Work to do >> Duplicate the data below line for line, keeping every character unchanged.

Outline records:
────────────────────

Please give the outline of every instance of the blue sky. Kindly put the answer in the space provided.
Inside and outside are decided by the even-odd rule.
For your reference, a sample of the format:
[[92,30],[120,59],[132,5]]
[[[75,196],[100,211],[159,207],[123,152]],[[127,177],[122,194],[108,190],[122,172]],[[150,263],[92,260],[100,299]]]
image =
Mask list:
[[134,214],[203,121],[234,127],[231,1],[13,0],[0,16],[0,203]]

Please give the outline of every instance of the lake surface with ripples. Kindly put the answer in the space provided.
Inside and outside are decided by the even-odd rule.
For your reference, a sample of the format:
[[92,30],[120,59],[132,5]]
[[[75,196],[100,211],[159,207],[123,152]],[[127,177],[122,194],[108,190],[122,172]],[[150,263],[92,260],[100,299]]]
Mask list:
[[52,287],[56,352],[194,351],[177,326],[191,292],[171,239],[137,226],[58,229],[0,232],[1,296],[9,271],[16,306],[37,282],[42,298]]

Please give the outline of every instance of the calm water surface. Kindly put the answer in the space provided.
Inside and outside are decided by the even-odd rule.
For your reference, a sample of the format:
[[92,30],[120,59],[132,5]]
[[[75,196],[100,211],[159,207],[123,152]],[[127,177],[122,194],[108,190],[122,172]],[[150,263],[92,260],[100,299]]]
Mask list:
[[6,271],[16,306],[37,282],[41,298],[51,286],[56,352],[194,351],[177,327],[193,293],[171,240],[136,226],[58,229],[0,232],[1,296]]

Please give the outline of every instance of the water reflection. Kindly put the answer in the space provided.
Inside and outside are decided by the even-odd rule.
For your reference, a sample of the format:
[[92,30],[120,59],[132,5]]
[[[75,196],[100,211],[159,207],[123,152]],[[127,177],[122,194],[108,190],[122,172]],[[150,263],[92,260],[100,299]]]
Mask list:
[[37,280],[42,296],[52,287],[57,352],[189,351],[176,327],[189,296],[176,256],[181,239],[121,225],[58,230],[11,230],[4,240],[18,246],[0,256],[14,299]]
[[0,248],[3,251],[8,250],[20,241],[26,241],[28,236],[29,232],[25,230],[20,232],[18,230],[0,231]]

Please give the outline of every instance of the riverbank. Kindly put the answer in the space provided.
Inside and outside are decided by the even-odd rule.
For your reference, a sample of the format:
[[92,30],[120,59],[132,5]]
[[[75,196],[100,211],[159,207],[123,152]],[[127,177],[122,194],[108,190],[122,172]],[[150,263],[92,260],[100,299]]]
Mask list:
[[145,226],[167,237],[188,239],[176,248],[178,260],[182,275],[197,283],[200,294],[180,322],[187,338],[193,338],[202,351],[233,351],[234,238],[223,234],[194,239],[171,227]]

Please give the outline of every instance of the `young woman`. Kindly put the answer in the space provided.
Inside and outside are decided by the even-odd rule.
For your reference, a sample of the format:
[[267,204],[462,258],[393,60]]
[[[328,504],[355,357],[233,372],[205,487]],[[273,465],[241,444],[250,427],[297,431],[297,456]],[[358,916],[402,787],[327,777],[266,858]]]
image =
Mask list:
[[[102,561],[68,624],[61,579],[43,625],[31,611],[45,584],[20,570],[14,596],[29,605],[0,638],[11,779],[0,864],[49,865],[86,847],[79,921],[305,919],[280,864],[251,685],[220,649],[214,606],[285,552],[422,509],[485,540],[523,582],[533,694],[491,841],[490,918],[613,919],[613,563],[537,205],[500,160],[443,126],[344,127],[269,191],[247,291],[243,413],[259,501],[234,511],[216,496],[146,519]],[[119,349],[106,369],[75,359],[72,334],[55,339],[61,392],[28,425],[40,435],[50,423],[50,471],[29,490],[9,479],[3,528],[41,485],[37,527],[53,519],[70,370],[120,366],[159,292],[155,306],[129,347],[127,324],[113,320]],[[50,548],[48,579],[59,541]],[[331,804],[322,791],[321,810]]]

────────────────────

Exercise response >>
Please give the outline of every instance of the blue sky. Kindly put the answer in the space provided.
Inside and outside are decided by the even-odd rule.
For your reference, a sample of the format:
[[92,30],[120,59],[132,5]]
[[[75,196],[100,211],[159,207],[123,152]],[[127,177],[122,194],[108,190],[122,172]],[[150,263],[92,260],[100,299]]]
image =
Mask list:
[[134,214],[203,121],[234,127],[231,1],[13,0],[0,16],[0,203]]

Please give the outline of every instance of the lake surface with ripples. Kindly put the answer in the space provided.
Inside and outside are decided by the even-odd rule.
For your reference, a sample of the format:
[[92,30],[120,59],[132,5]]
[[[75,196],[100,211],[159,207],[123,152]],[[127,177],[122,194],[108,190],[122,172]],[[150,263],[92,260],[100,299]]]
Mask list:
[[52,287],[56,352],[194,351],[177,326],[191,292],[171,239],[137,226],[58,229],[0,232],[1,296],[9,271],[16,306],[37,282],[42,298]]

Please give the outline of every instance of the calm water surface. Kindly put the answer in the space provided.
Inside and outside are decided by the even-odd rule.
For your reference, a sample of the format:
[[92,30],[120,59],[132,5]]
[[[75,196],[100,211],[159,207],[123,152]],[[127,177],[122,194],[108,190],[122,172]],[[150,263],[92,260],[100,299]]]
Mask list:
[[6,271],[16,306],[37,282],[41,298],[51,286],[56,352],[194,351],[177,327],[193,293],[171,240],[136,226],[58,229],[0,232],[1,296]]

Please give the outline of every instance of the water reflection. Kindly put the answer in the space provided.
Inside and outside are decided by the even-odd rule.
For your reference, a sample of the format:
[[92,30],[120,59],[132,5]]
[[[75,196],[100,211],[159,207],[123,152]],[[127,177],[122,194],[108,190],[122,172]],[[150,263],[92,260],[100,299]]]
Mask list:
[[37,280],[42,296],[52,287],[57,352],[189,351],[176,327],[189,296],[176,256],[181,239],[121,225],[58,230],[11,230],[4,240],[18,246],[0,256],[14,299]]
[[0,248],[3,251],[8,250],[20,241],[26,241],[28,236],[29,232],[25,230],[20,232],[18,230],[0,231]]

Please give the outline of every instance of the riverbank. Kindly put the answer in the space provided.
Inside and outside are decided by the even-odd rule.
For your reference, a sample of the format:
[[92,30],[120,59],[132,5]]
[[[75,196],[100,211],[159,207],[123,152]],[[127,177],[122,194],[108,190],[122,172]],[[150,263],[92,260],[100,299]]]
Mask list:
[[145,226],[167,237],[188,239],[176,248],[178,260],[182,275],[197,283],[200,294],[180,322],[187,338],[193,338],[202,351],[233,351],[234,238],[223,234],[194,239],[171,227]]

Please give the outline of every instance of the `young woman`. Kindly put the answer in the space provided.
Inside and outside are decided by the even-odd rule.
For your reference, a sample of the format:
[[267,204],[462,258],[393,60]]
[[[328,504],[355,357],[233,372],[205,487]],[[273,465],[241,444],[250,427],[297,431],[297,456]],[[358,916],[402,787],[327,777],[266,858]]]
image =
Mask list:
[[[102,561],[68,624],[61,579],[43,625],[31,611],[45,584],[20,570],[14,596],[29,605],[0,638],[11,779],[0,864],[49,865],[86,847],[79,921],[305,919],[280,864],[251,685],[220,649],[214,606],[285,552],[422,509],[485,540],[523,582],[533,694],[491,841],[490,918],[613,919],[613,563],[537,205],[500,160],[443,126],[344,127],[269,191],[247,291],[243,413],[259,501],[234,511],[216,496],[146,519]],[[119,349],[106,369],[75,359],[72,334],[55,339],[61,392],[28,425],[40,435],[50,423],[50,471],[29,490],[9,479],[3,528],[41,485],[37,527],[53,519],[70,370],[120,366],[159,292],[155,306],[129,347],[127,324],[113,320]],[[50,548],[48,579],[59,541]],[[331,804],[322,791],[321,810]]]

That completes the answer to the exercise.